> _Your assignment_: A faithful copy of all the data is the goal; omit the pictures.
↓
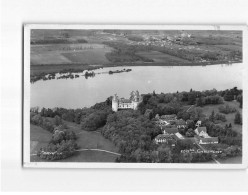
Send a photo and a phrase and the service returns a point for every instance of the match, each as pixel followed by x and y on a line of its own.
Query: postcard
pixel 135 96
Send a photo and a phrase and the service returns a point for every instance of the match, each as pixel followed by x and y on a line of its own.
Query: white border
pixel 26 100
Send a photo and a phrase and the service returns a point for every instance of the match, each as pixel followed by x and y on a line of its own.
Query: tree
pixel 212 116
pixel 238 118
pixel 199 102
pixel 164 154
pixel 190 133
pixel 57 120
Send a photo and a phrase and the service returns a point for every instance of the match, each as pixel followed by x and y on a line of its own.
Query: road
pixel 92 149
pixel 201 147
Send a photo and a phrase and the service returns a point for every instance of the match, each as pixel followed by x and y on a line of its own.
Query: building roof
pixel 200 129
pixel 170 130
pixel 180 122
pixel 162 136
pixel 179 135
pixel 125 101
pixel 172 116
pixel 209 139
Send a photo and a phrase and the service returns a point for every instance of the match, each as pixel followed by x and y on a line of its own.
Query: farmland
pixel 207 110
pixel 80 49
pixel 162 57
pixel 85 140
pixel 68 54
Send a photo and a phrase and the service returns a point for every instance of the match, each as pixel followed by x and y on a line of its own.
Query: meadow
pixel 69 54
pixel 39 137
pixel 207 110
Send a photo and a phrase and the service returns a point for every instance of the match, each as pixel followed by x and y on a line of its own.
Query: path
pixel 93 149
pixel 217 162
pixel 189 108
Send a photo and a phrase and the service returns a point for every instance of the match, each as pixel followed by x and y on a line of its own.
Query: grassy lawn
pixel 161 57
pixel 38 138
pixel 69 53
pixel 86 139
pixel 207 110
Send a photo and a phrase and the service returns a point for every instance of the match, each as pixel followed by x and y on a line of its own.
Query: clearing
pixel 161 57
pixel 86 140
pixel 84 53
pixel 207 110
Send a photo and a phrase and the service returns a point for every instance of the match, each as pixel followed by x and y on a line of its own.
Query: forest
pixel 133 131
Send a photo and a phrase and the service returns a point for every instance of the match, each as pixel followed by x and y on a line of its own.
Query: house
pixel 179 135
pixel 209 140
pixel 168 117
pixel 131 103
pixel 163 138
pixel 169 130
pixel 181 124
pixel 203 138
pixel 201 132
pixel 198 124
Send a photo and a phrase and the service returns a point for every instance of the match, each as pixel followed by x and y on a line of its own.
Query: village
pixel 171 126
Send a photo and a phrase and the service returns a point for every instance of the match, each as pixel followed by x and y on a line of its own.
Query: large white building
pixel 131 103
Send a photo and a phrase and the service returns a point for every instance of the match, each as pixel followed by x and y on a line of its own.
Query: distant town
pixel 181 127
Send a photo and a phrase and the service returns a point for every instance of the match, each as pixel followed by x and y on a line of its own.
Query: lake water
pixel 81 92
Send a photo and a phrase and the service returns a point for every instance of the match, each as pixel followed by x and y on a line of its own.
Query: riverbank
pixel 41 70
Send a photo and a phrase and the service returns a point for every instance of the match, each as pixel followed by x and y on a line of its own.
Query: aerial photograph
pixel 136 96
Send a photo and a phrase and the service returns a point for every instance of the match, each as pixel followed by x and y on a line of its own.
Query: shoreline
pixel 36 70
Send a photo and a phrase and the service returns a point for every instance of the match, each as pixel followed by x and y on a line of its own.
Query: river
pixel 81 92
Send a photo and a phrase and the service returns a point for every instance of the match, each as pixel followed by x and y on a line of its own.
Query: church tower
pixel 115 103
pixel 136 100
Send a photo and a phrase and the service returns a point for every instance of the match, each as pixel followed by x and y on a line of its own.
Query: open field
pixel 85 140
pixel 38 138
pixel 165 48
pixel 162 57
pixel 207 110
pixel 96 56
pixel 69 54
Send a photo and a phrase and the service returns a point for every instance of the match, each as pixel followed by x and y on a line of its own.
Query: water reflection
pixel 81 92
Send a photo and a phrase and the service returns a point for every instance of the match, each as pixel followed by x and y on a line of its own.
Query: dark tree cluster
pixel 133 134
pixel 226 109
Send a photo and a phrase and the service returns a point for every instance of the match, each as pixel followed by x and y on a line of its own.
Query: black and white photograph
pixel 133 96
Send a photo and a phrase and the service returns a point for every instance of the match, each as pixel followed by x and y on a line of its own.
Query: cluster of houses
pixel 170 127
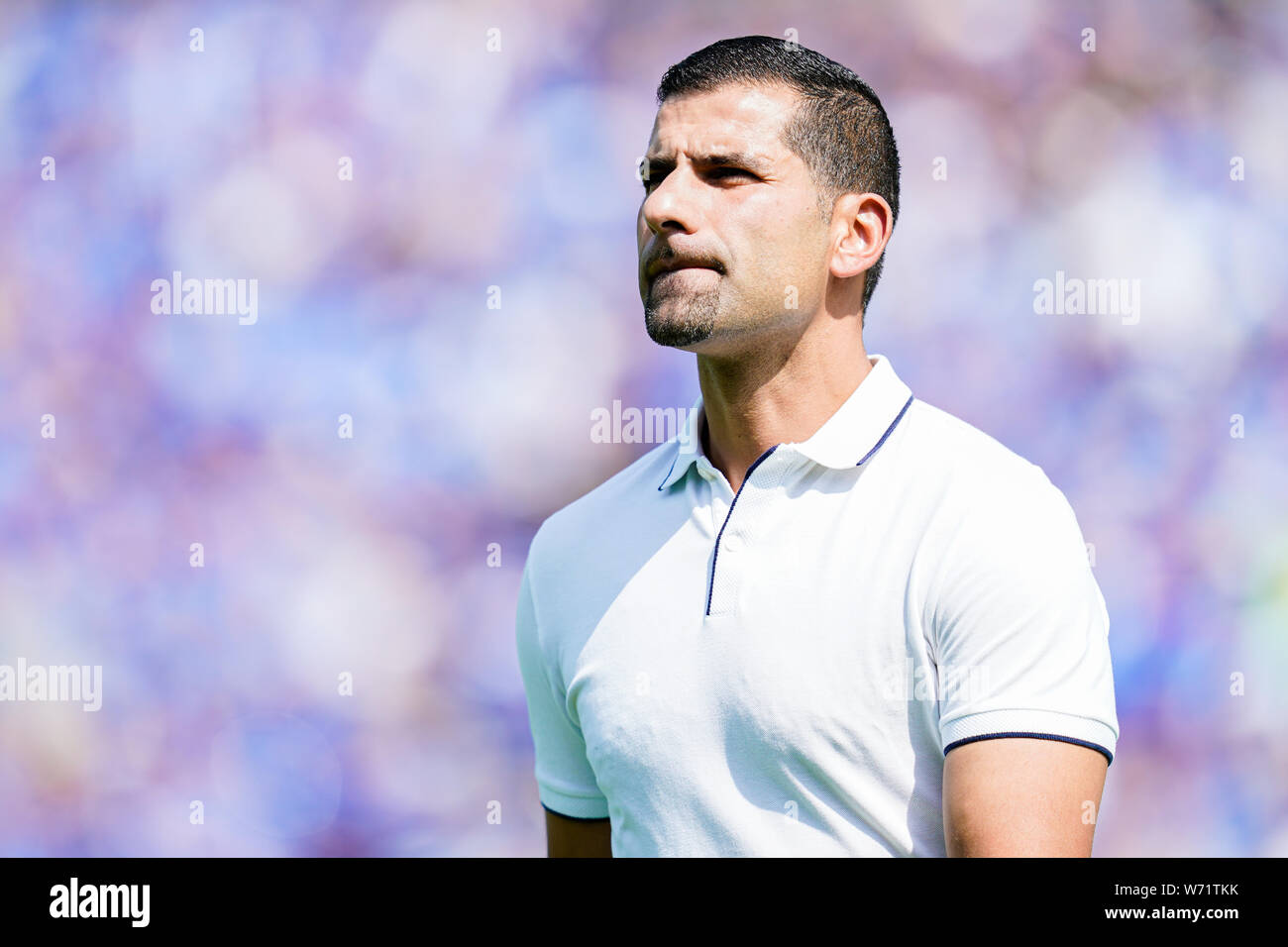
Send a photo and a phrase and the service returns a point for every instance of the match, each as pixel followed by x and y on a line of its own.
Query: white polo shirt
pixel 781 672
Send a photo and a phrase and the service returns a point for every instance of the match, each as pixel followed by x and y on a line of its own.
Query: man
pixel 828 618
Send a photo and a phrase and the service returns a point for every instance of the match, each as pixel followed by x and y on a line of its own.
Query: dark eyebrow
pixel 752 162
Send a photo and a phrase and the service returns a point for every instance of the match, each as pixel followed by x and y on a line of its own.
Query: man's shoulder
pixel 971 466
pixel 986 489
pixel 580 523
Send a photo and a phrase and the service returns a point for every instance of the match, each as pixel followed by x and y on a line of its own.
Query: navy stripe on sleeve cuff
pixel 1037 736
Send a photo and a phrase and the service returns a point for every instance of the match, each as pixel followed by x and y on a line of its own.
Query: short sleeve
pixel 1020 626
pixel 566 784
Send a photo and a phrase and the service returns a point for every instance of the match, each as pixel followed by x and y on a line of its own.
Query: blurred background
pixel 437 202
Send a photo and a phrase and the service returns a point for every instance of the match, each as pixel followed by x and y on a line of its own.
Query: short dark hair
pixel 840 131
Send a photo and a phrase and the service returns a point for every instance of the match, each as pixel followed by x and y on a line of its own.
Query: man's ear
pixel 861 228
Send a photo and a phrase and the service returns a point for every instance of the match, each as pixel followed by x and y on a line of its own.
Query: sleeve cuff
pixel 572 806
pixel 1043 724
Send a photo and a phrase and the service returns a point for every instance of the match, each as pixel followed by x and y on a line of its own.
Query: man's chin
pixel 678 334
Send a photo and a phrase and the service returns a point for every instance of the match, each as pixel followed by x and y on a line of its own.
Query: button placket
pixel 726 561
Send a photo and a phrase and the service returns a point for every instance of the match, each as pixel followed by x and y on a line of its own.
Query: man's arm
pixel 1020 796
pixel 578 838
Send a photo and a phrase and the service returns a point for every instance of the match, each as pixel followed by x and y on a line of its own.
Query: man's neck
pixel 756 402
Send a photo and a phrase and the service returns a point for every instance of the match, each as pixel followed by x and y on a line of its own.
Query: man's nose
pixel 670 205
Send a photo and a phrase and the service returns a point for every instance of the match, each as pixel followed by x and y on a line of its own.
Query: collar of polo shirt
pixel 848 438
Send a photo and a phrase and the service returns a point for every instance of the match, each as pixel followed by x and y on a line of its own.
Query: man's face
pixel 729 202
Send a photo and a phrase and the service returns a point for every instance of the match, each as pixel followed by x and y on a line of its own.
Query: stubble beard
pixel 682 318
↑
> _Response_:
Send a photo and a phrase and the service returns a point for every instance of the match, each as pixel followed by x and y on a line of its own.
Query: postcard
pixel 135 96
Send a photo and a phrase and the service returns a point for every instance of the match, each as pixel followed by x and y on a line of its own.
Query: white border
pixel 26 100
Send a photo and a phrase and the service returns a point for every instance of the match, each as pixel followed by x and y on a line of its own.
Query: tree
pixel 212 116
pixel 238 118
pixel 199 102
pixel 164 154
pixel 190 133
pixel 57 120
Send a photo and a phrase and the service returns a point for every instance of the match, each as pixel followed by x and y on a line of its own.
Query: road
pixel 92 149
pixel 201 147
Send a photo and a phrase and the service returns a point for every instance of the match, each as pixel followed by x and y on a line of its own.
Query: building roof
pixel 200 129
pixel 170 130
pixel 180 122
pixel 162 136
pixel 179 135
pixel 125 101
pixel 172 116
pixel 209 139
Send a photo and a phrase and the service returns a point for every instance of the match, each as pixel followed by x and y on a line of its own.
Query: farmland
pixel 207 110
pixel 80 49
pixel 162 57
pixel 85 140
pixel 68 54
Send a photo and a phrase and the service returns a point for every instance of the match, each as pixel followed by x and y on a line of its own.
Query: meadow
pixel 69 54
pixel 39 137
pixel 207 110
Send a photo and a phrase and the service returns a point for every instance of the match, each as pixel followed by x and y on a line of its own.
Query: path
pixel 93 149
pixel 217 162
pixel 189 108
Send a photo and a phrase and the service returns a point for every instance of the match, each as pixel followed by x and y on a line of its own.
Query: grassy lawn
pixel 161 57
pixel 38 138
pixel 69 53
pixel 86 139
pixel 207 110
Send a photo and a phrase and the service returns a point for every instance of the match, each as pixel followed by x and y on a line of its own.
Query: clearing
pixel 161 57
pixel 86 140
pixel 84 53
pixel 207 110
Send a photo and a phrase and the service returns a point for every instance of the match, each as pixel followed by x and y on a line of its own.
Query: forest
pixel 133 131
Send a photo and a phrase and the service returns a point for every instance of the match, each as pixel followed by x and y on a line of its own.
Query: house
pixel 179 135
pixel 209 140
pixel 168 117
pixel 131 103
pixel 163 138
pixel 169 130
pixel 181 124
pixel 203 138
pixel 201 132
pixel 198 124
Send a photo and a phrase and the service returns a point for every instance of the match, each as pixel followed by x and y on a line of its own.
Query: village
pixel 171 126
Send a photo and a phrase and the service returns a point for every instance of the match, each as pixel followed by x and y on a line of its own.
Query: large white building
pixel 131 103
Send a photo and a phrase and the service returns a point for every instance of the match, each as pixel followed by x and y on a line of its own.
Query: distant town
pixel 181 127
Send a photo and a phrase and the service returns a point for every instance of the match, each as pixel followed by x and y on a line of its own.
Query: lake water
pixel 81 92
Send a photo and a phrase and the service returns a point for every instance of the match, each as pixel followed by x and y on a line of its own.
Query: riverbank
pixel 41 70
Send a photo and a phrase and the service returns a point for every instance of the match, each as pixel followed by x and y on a line of its own.
Query: aerial photograph
pixel 136 96
Send a photo and a phrase and the service returns a point for every instance of the match, each as pixel followed by x and y on a line of its own.
Query: shoreline
pixel 36 70
Send a photo and a phrase and the service returns a point for every instance of the match, each as pixel followed by x and y on a line of its own.
Query: river
pixel 81 92
Send a photo and a phrase and the service returns a point for every instance of the match, each as pixel followed by x and y on a line of its own.
Query: church tower
pixel 115 103
pixel 136 100
Send a photo and a phrase and the service returns a point for every instance of the match, each as pixel followed by x and y on a line of its own.
Query: open field
pixel 85 140
pixel 38 138
pixel 165 48
pixel 162 57
pixel 207 110
pixel 96 56
pixel 69 54
Send a photo and a phrase and the service returns a point for every instance of the match, each as pixel followed by x and y on a line of its own.
Query: water reflection
pixel 81 92
Send a photo and a phrase and the service returns a point for every instance of the match, each as pixel followed by x and y on a line of its own.
Query: dark tree cluster
pixel 133 134
pixel 226 109
Send a photo and a phrase and the service returns a point for every instance of the match, each as pixel followed by x and y on a line of its own.
Query: black and white photograph
pixel 133 96
Send a photo and a phrase and the service returns a point for every instance of the match, each as pixel followed by x and y on a line of its own.
Query: cluster of houses
pixel 170 127
Send a photo and a phrase and the service returns a point for every instance of the match, each as pixel followed by x and y on a line of its own.
Query: white polo shirt
pixel 781 672
Send a photo and a phrase and the service returns a point for every instance of the match, each as pixel followed by x and y on a line of its own.
Query: man
pixel 828 618
Send a photo and a phrase and the service returns a point for every instance of the match, each as pixel followed by x and y on a line of its own.
Query: dark eyebrow
pixel 752 162
Send a photo and a phrase and the service returns a point for every instance of the match, each as pixel followed by x and y on a line of its own.
Query: man's shoulder
pixel 971 466
pixel 986 489
pixel 580 523
Send a photo and a phrase and the service returns a point for every instance of the match, each as pixel followed by x and y on a line of its own.
Query: navy stripe on sleeve cuff
pixel 1037 736
Send a photo and a phrase and the service returns a point for every instance of the match, each as pixel followed by x and y on a line of its own.
Query: short sleeve
pixel 1020 626
pixel 566 784
Send a photo and a phrase and the service returns a point for every instance of the match, each as pixel followed by x and y on a line of its own.
Query: blurred background
pixel 437 202
Send a photo and a phrase and the service returns a point for every instance of the match, each as pixel followed by x and y on a line of its own.
Query: short dark hair
pixel 840 131
Send a photo and a phrase and the service returns a point for every instance of the match, each as pixel followed by x and y on a line of its own.
Query: man's ear
pixel 861 228
Send a photo and a phrase and the service returns a point for every instance of the match, each as pixel followed by x and y on a line of its own.
Query: sleeve cuff
pixel 572 806
pixel 1043 724
Send a photo and a phrase and the service returns a point for every instance of the match, each as pixel followed by x and y on a line of its own.
Query: man's chin
pixel 678 334
Send a photo and a phrase and the service returns a point for every instance of the match, each as pixel followed by x and y on a line of its own.
Query: button placket
pixel 726 561
Send a photo and a phrase and the service returns a point for every instance of the match, each as pixel followed by x and y on a line of its own.
Query: man's arm
pixel 1020 796
pixel 578 838
Send a photo and a phrase and the service returns a point for every instance of the match, each as pixel followed by x and y on a line of its own.
Query: man's neck
pixel 756 402
Send a photo and a phrase and the service returns a point for every instance of the match, each as pixel followed by x and y on a line of its own.
Query: man's nose
pixel 670 205
Send a photo and a phrase and the service returns a point for every instance of the match, each as pixel followed by x and y on a line of its own.
Query: collar of polo shirt
pixel 848 438
Send a photo and a phrase and the service returns a point for every instance of the match, each as pixel followed by x and y on a line of its own.
Query: man's face
pixel 729 202
Send a photo and a phrase and the service returns a point for every instance of the match, each as pixel followed by x and y on a line of its own.
Query: stubble beard
pixel 682 318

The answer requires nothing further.